- **PROBLEM STATEMENT**:
Reproduce the records below word for word, keeping every line as it is.

══════════

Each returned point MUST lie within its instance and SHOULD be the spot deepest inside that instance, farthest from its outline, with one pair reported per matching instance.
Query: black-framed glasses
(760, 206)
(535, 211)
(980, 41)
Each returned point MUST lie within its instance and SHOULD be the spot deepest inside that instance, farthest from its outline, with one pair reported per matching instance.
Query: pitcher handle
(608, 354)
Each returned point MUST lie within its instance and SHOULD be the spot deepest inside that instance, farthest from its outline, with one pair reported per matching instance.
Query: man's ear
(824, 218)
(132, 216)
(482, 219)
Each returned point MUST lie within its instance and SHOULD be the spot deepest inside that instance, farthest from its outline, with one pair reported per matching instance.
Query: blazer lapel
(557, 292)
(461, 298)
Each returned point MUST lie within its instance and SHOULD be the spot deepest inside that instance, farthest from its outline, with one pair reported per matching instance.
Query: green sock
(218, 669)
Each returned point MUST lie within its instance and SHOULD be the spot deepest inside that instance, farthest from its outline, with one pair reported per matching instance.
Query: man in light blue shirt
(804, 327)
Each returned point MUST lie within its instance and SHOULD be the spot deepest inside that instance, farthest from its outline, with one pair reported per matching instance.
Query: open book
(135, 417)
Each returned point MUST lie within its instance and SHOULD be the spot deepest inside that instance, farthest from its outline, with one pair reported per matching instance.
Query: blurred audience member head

══════════

- **RESULT OF THE TASK**:
Each returned point MUST lie within its instance and SHOULD be the spot deepest inside that instance, farthest from its outline, with one pair reported per matching instance.
Query: black-framed glasses
(760, 206)
(535, 211)
(980, 41)
Each returned point MUST lie within its instance and SHOULD be the spot deepest inside that instance, farthest from its outline, with one pair reported per matching instance.
Query: pitcher handle
(608, 354)
Each returned point MUST lie within its instance and SHOULD be the spot deepest inside that instance, farthest from its outline, with one pair reported per matching instance.
Query: man's ear
(824, 218)
(132, 216)
(482, 219)
Each returned point MUST lie within its instance and SHOULD be the spot deepest inside that instance, farthest from its outline, with one pair reported per matching instance.
Query: blazer lapel
(557, 292)
(461, 298)
Each returned point MUST lie within its instance and SHOULD be the spot deepest inside that instance, farthest from its outline, with one pair reported per matching instance.
Query: green sock
(218, 669)
Each returned point MUST lie within its instance and SHOULD be the spot deepest inside that instance, farthest from its outline, with one pair reported per matching instance.
Query: man in light blue shirt
(804, 327)
Each returned point MUST lie within its instance and SHOULD be the spot deepest inside that instance, farthest from its outline, with one pair reported per matching instance.
Query: open book
(135, 417)
Each returned point MUST lie within its instance and SHOULD be the spot deepest inside that instance, farthest from its outline, with one pair reported per matching instance.
Query: blurred audience member head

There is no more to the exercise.